» **Requirement**: Some of the lines below need repeating. Reproduce exactly those between the lines holding "Reviewer note: confirm that each instance of the dog's ear" and "Reviewer note: confirm that each instance of the dog's whisker", inclusive.

**********

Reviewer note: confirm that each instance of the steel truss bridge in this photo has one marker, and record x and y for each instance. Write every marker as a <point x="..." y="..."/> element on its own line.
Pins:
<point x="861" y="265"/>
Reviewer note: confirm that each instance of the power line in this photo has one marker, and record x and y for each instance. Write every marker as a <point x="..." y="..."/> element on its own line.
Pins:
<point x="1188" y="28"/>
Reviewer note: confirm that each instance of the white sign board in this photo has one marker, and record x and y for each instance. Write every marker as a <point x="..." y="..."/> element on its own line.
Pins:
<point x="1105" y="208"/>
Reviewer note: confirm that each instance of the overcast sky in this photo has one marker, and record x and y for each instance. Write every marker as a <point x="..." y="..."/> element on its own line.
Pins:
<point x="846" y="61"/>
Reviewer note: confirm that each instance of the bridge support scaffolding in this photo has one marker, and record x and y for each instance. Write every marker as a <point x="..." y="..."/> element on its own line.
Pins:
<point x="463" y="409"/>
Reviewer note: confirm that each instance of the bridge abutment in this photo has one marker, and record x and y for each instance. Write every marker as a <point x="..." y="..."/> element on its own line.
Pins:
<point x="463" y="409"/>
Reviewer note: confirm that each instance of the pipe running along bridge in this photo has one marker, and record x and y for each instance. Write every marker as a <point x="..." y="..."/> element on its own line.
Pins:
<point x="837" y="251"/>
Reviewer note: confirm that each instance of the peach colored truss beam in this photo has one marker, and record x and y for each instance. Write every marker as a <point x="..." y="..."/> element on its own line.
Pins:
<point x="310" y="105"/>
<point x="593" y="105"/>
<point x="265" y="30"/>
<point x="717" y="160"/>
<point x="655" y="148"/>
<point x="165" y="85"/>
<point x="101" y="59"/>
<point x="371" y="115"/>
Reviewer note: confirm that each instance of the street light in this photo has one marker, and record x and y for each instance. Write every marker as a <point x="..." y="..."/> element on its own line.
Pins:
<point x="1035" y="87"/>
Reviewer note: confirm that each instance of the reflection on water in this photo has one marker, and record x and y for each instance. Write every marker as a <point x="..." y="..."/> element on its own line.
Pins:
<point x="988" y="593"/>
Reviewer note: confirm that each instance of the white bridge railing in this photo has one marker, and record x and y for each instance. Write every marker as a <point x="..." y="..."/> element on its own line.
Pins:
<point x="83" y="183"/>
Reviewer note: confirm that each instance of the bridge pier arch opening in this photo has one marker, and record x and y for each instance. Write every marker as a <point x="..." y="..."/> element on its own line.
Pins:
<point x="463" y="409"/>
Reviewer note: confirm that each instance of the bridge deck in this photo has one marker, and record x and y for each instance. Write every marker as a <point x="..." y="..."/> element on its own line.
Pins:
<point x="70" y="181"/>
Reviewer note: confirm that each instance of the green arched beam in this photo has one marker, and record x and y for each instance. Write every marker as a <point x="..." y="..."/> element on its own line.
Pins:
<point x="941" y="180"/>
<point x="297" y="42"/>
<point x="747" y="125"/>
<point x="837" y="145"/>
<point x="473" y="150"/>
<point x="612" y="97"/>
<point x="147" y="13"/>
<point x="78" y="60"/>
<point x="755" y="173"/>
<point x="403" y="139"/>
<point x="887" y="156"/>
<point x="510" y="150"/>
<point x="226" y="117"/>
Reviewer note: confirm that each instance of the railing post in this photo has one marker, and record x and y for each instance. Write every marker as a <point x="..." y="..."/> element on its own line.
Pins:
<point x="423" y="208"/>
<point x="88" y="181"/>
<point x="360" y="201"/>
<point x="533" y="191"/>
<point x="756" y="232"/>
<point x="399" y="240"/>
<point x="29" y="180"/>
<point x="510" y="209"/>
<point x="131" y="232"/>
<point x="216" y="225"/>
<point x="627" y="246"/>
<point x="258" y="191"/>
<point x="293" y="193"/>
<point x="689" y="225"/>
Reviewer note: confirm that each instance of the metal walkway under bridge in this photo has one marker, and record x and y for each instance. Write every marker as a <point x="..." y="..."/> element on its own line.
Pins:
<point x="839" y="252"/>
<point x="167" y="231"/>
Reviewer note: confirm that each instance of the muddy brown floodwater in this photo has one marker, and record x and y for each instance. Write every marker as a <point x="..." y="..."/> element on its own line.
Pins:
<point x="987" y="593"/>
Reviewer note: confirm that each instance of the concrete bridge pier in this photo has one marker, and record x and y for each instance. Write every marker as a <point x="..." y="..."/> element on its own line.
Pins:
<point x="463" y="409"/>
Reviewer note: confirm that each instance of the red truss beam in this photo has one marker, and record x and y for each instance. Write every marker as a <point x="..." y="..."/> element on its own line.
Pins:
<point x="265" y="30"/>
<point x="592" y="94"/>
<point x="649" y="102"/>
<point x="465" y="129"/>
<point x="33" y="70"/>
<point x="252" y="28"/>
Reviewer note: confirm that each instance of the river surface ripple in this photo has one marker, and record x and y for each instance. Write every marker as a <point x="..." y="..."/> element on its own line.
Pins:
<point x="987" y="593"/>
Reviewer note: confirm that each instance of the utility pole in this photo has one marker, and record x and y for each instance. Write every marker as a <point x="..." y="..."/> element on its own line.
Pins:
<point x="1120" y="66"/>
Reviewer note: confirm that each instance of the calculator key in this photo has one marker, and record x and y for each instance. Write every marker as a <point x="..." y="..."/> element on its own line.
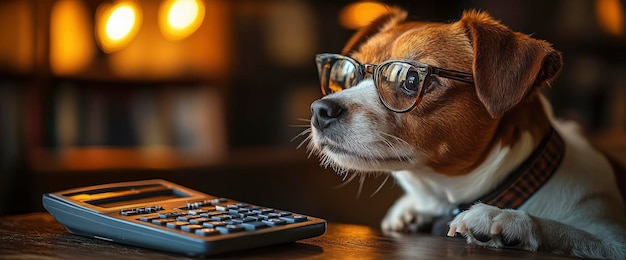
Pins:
<point x="294" y="218"/>
<point x="284" y="213"/>
<point x="274" y="222"/>
<point x="176" y="224"/>
<point x="263" y="211"/>
<point x="242" y="220"/>
<point x="211" y="214"/>
<point x="230" y="229"/>
<point x="221" y="208"/>
<point x="186" y="218"/>
<point x="162" y="221"/>
<point x="200" y="211"/>
<point x="218" y="201"/>
<point x="191" y="228"/>
<point x="221" y="217"/>
<point x="199" y="221"/>
<point x="130" y="212"/>
<point x="254" y="225"/>
<point x="214" y="224"/>
<point x="207" y="232"/>
<point x="148" y="218"/>
<point x="171" y="214"/>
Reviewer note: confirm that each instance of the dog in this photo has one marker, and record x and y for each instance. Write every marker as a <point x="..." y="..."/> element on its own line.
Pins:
<point x="453" y="111"/>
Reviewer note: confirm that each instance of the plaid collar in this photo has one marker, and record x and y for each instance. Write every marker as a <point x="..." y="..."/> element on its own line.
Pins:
<point x="526" y="179"/>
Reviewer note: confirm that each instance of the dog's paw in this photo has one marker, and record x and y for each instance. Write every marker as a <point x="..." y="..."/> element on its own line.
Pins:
<point x="403" y="217"/>
<point x="490" y="226"/>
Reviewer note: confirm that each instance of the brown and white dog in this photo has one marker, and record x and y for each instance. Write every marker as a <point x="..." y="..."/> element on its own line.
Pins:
<point x="480" y="147"/>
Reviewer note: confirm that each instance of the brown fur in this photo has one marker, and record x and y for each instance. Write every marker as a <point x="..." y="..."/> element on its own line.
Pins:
<point x="461" y="133"/>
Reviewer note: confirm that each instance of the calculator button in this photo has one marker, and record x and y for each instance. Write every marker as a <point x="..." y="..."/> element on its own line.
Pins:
<point x="294" y="218"/>
<point x="221" y="207"/>
<point x="148" y="218"/>
<point x="221" y="217"/>
<point x="207" y="232"/>
<point x="199" y="221"/>
<point x="130" y="212"/>
<point x="191" y="228"/>
<point x="214" y="224"/>
<point x="263" y="211"/>
<point x="217" y="201"/>
<point x="176" y="224"/>
<point x="254" y="225"/>
<point x="199" y="211"/>
<point x="284" y="213"/>
<point x="243" y="220"/>
<point x="186" y="218"/>
<point x="171" y="214"/>
<point x="275" y="222"/>
<point x="211" y="214"/>
<point x="162" y="221"/>
<point x="230" y="229"/>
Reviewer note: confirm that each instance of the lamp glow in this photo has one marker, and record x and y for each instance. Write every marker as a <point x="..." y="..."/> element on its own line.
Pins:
<point x="117" y="25"/>
<point x="359" y="14"/>
<point x="180" y="18"/>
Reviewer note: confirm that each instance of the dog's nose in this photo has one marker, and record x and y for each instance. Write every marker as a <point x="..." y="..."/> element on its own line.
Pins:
<point x="325" y="112"/>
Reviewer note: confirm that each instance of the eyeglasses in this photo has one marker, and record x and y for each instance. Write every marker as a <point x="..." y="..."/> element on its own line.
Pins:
<point x="399" y="82"/>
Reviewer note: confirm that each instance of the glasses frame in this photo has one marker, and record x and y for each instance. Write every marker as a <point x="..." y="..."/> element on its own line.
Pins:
<point x="361" y="70"/>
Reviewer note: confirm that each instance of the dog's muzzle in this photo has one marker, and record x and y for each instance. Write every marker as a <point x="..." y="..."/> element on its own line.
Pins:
<point x="326" y="112"/>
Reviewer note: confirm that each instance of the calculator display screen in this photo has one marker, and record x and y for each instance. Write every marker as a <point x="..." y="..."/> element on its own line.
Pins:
<point x="126" y="195"/>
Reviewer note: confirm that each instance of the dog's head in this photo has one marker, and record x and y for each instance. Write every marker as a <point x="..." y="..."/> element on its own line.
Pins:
<point x="449" y="93"/>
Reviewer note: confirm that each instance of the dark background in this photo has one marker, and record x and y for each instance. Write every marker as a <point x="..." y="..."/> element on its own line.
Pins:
<point x="263" y="94"/>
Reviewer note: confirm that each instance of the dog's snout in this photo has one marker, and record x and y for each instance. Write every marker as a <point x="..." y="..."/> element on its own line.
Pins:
<point x="325" y="112"/>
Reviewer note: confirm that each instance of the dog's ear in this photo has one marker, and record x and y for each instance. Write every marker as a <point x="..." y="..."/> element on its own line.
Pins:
<point x="507" y="65"/>
<point x="380" y="24"/>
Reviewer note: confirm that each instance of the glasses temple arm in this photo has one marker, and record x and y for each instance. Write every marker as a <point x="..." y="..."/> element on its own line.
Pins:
<point x="455" y="75"/>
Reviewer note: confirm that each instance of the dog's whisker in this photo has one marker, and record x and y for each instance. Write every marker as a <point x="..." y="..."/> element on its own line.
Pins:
<point x="345" y="182"/>
<point x="306" y="140"/>
<point x="381" y="186"/>
<point x="361" y="181"/>
<point x="304" y="132"/>
<point x="383" y="136"/>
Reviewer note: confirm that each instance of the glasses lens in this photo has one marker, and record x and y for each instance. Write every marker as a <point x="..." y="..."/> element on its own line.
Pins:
<point x="400" y="85"/>
<point x="336" y="73"/>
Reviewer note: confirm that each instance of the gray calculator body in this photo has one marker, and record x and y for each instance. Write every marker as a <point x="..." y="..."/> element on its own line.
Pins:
<point x="149" y="213"/>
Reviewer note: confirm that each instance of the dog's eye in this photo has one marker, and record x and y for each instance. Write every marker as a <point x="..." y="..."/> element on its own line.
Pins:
<point x="411" y="84"/>
<point x="432" y="84"/>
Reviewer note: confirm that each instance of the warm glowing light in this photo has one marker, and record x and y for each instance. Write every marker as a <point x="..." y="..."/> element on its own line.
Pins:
<point x="180" y="18"/>
<point x="71" y="43"/>
<point x="610" y="16"/>
<point x="117" y="24"/>
<point x="357" y="15"/>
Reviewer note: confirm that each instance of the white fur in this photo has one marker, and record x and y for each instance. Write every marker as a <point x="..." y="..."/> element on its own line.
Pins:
<point x="577" y="212"/>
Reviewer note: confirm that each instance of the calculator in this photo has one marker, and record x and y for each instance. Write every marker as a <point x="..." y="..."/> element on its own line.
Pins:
<point x="161" y="215"/>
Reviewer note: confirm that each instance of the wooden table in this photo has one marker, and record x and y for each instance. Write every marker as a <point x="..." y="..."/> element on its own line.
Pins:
<point x="39" y="236"/>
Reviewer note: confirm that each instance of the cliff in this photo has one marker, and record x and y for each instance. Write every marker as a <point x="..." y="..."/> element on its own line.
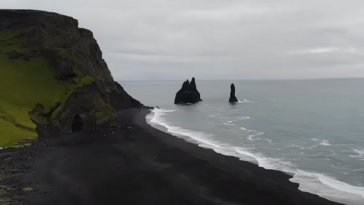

**********

» **Answer section**:
Reviewer note: confirm that each instance of the dog's ear in this photo has one marker, and record x and y for each instance. Write every marker as a <point x="..." y="..."/> element on its own line.
Pins:
<point x="507" y="65"/>
<point x="380" y="24"/>
Reviewer note: confirm that each instance of the glasses temple arm in this photo has one marker, and record x and y for each instance. Write every marker as a <point x="..." y="..."/> element on its own line.
Pins:
<point x="455" y="75"/>
Reviewer note: confirm that each instance of the dog's whisker in this photo has one marker, and record x and y for each instance. Write every marker as a <point x="..." y="..."/> element on its own line.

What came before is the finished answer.